Extrait fourni
^^^^^^^^^^^^^^^^

Pantouns malais (2)
J’ai réussi à me procurer ce fameux livre de pantouns malais trouvé sur le net (Anciennes voix malaises – Pantouns malais présentés et traduits par François-René Daillie, édit. Fata Morgana, 1993). François-René Daillie semble avoir eu une carrière de conseiller culturel mais aussi de traducteur et d’écrivain. Il a séjourné en Malaisie et a publié encore une autre anthologie de pantouns datant de 2000 : La lune et les étoiles (dans le folklore malais la lune est souvent considérée comme étant prisonnière des étoiles). J’essayerai de me le procurer également. Dans sa bibliographie il indique encore une publication en anglais éditée en Malaisie (Alam Pantun Melayu, Studies on the Malay Pantun, édit ; Dewan Bahasa dan Pustaka, Kuala Lumpur, 1989, 2ème édit. 1991).
C’est en Malaisie qu’un ami lui a fait connaître le livre de Fauconnier et il cite le même passage que moi dans son introduction, cette fameuse scène où les deux frères lisent des pantouns et où Rolain explique à Fauconnier la nature du pantoun (mais Daillie ne semble pas savoir que Fauconnier, au moins dans mon édition, les Editions du Pacifique, qui date de 1996, a traduit tous les pantouns qu’il mentionne dans son livre). Daillie trouve que la relation qui existe entre les deux distiques du pantoun peut être comparée à celle qui existe dans les Stèles de Segalen telle qu’elle est analysée par Henry Bouillier dans sa préface à ce recueil de poèmes. J’ai lu il y a longtemps déjà la passionnante étude biographique et littéraire que Bouillier a consacrée à Segalen (Henry Bouillier : Victor Segalen, édit. Mercure de France, Paris, 1981) et ai cité ce qu’il dit, à propos des Stèles justement, dans mes notes sur les caractères chinois (voir Voyage autour de ma Bibliothèque, tome 4). Mais je ne trouve pas que les Stèles ont une «structure bipartite». Et si elle existe – Bouillier parle d’une première partie qui expose un fait ou une anecdote du monde chinois et d’une deuxième partie qui suggère le sens allégorique de ce qui vient d’être dit – elle ne me semble pas du tout correspondre à la relation qui lie les deux distiques du pantoun. Quand on parcourt les 161 pantouns des Anciennes voix malaises, on se rend d’ailleurs compte que le lien entre les deux distiques n’est pas toujours évident. Il est vrai que Fauconnier nous avait déjà mis en garde, nous disant que ces chants étaient des «chants occultes» et qu’il ne fallait pas être «offensé» de ne pas toujours les comprendre. D’autant plus que s’y mêlent de nombreuses allusions (quelquefois équivoques) à des proverbes, des jeux de mots et des coutumes qui ne nous sont guère familiers.

^^^^^^^^^^^^^^^^

Informations fournies

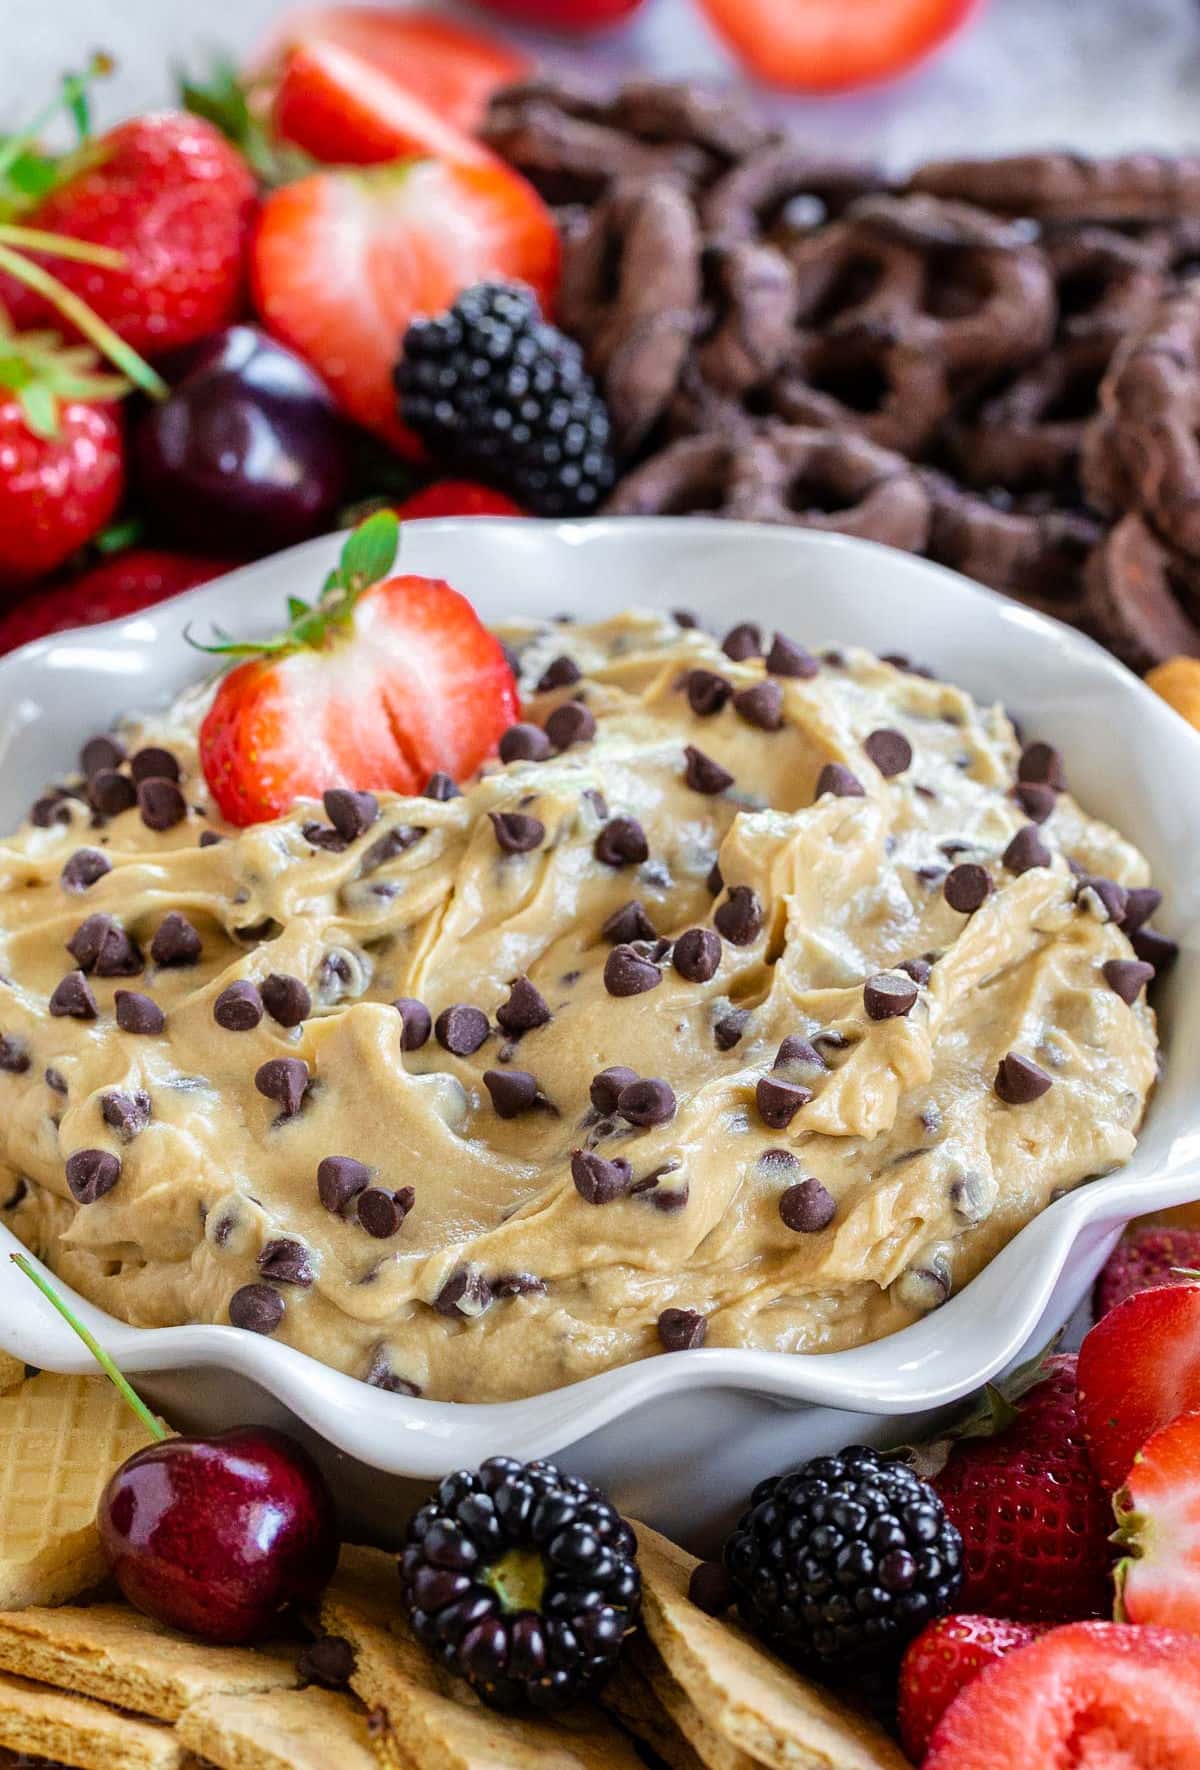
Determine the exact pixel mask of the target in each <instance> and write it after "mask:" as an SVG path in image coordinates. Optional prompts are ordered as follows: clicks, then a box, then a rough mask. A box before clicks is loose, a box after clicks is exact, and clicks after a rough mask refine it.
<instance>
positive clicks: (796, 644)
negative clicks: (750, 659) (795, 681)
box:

^^^^^^^^^^^^^^^^

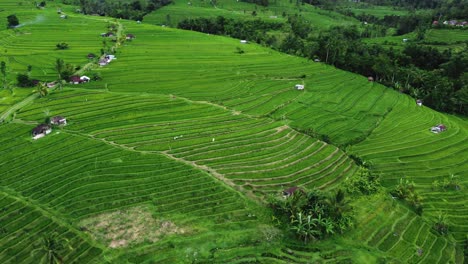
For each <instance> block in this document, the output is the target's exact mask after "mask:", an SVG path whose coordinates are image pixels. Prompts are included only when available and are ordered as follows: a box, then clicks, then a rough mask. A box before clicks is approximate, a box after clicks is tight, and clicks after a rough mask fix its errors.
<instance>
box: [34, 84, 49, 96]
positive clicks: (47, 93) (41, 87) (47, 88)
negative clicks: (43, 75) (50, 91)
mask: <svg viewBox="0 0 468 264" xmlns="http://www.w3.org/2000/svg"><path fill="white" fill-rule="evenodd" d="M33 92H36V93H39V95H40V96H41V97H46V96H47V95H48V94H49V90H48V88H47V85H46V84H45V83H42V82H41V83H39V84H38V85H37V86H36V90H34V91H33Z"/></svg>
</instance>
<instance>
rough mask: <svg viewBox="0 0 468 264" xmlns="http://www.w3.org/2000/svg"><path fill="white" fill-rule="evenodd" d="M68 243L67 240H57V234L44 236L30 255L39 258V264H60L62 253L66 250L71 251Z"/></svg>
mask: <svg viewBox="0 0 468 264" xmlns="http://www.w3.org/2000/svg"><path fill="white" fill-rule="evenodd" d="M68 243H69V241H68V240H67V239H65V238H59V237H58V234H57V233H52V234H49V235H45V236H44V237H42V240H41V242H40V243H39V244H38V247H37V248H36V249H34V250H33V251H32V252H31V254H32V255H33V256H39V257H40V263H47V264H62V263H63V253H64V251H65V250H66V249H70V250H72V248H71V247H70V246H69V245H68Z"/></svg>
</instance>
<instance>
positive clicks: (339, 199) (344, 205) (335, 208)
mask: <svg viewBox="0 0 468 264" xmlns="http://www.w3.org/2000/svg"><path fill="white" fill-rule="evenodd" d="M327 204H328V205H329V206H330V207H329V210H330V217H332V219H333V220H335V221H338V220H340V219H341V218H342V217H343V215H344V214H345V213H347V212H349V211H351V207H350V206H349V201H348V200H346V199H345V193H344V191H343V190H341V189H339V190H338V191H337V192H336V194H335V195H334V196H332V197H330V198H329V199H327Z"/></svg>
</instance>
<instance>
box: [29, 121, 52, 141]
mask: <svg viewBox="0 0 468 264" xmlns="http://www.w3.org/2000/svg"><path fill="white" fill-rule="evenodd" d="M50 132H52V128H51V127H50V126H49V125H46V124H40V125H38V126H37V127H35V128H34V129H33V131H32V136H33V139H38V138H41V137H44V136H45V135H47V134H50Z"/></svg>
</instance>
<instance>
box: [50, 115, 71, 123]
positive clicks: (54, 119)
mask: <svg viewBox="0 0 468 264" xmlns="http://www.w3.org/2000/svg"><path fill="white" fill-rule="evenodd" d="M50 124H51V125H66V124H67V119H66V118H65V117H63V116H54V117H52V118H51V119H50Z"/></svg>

^^^^^^^^^^^^^^^^

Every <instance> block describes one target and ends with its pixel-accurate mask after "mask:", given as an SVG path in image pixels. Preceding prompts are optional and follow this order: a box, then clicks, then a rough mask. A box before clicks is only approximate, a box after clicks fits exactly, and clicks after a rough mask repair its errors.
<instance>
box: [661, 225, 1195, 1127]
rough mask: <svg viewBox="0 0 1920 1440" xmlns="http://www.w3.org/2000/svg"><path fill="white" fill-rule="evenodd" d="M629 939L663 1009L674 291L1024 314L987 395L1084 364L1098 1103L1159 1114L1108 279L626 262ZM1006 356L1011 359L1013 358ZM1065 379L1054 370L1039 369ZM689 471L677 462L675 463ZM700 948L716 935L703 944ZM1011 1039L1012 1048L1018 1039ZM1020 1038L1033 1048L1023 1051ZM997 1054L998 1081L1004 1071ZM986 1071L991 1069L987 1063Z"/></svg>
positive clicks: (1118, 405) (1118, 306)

^^^^^^^^^^^^^^^^

Activités
• A. D'après l'extrait fourni, combien de pantouns compte le recueil Anciennes voix malaises ?
• B. Rédigez la suite du texte sur les pantouns malais, en partant de sa dernière phrase.

Vos réponses écrites
• A. Il en compte 161.

• B.
Mais je me demande également s’il faut toujours y chercher cette relation dont parle Rolain : «les premiers vers d’un pantoun ne sont qu’une préparation à l’idée qui va s’épanouir dans les suivants. Cela crée l’atmosphère…». L’anthologie de Daillie a l’avantage d’être bilingue. On s’aperçoit alors que dans le texte malais les rimes des vers croisés sont en général très riches, couvrent souvent plusieurs syllabes, que quelquefois on y trouve les mêmes mots et que les allitérations sont également fréquentes. On peut donc se demander si le lien n’est pas simplement un lien sonore, aléatoire, comme on les trouve dans les comptines enfantines. D’ailleurs Daillie évoque lui-même cette possibilité : «La controverse semble sans fin sur le fait de savoir s’il y a un rapport, même lointain, entre les deux distiques, ou si le rôle du premier, comme le soutiennent certains, est purement d’établir un schéma sonore.»
Quoi qu’il en soit on trouve encore de vrais bijoux dans l’anthologie de Daillie.
« L’argus, son nid, où le fait-il ?
Sur la ravine, en un recoin.
L’amant, dormir, où le veut-il ?
Sur ta poitrine, au creux de tes seins. »
L’argus est un faisan sauvage à la queue ocellée qui, nous dit Daillie, vit dans la forêt profonde où il exécute sa danse amoureuse.
« D’où vient la tourterelle en vol ?
Des cieux, et vers le riz descend.
D’où vient l’amour, de quel envol ?
Des yeux, et dans le cœur descend. »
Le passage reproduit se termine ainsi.